== Record excerpts ==
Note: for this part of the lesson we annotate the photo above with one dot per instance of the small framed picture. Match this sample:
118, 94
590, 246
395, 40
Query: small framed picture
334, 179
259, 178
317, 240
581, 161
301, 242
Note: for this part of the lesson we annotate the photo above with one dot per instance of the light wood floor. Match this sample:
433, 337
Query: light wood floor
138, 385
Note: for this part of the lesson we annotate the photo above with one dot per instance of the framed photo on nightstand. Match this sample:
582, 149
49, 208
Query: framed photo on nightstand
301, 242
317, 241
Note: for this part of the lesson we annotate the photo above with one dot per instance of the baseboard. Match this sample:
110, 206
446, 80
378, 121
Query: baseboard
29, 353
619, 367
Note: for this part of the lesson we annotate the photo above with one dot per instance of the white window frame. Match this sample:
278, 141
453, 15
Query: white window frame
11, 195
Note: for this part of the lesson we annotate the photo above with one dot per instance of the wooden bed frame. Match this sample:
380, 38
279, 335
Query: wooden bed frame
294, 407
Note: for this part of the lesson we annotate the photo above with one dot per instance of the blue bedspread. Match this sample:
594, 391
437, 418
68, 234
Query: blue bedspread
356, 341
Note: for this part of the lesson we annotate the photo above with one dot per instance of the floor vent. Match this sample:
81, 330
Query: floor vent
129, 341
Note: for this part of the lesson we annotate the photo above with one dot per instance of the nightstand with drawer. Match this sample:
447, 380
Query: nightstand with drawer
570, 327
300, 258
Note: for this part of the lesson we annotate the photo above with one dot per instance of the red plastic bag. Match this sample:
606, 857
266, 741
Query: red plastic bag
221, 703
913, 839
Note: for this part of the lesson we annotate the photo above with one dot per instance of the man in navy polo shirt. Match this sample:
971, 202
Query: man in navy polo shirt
===
Give back, unchanged, the line that holds "Query: floor vent" along with all lines after it through the last line above.

Query: floor vent
129, 341
Note: for this part of the lesson we annotate the photo above with one dot per instance of the nightstand with drawer. Match this sample:
447, 380
Query: nightstand with drawer
570, 327
300, 258
Note: for this part of the lesson we annotate the photo above with one dot per instance of the red plastic bag. Match this sample:
606, 857
266, 741
Query: red plastic bag
221, 703
913, 839
Note: for this part of the lesson we annotate the photo above with one dot per instance of the man in navy polo shirt. Match this sample:
971, 202
Query: man in navy polo shirt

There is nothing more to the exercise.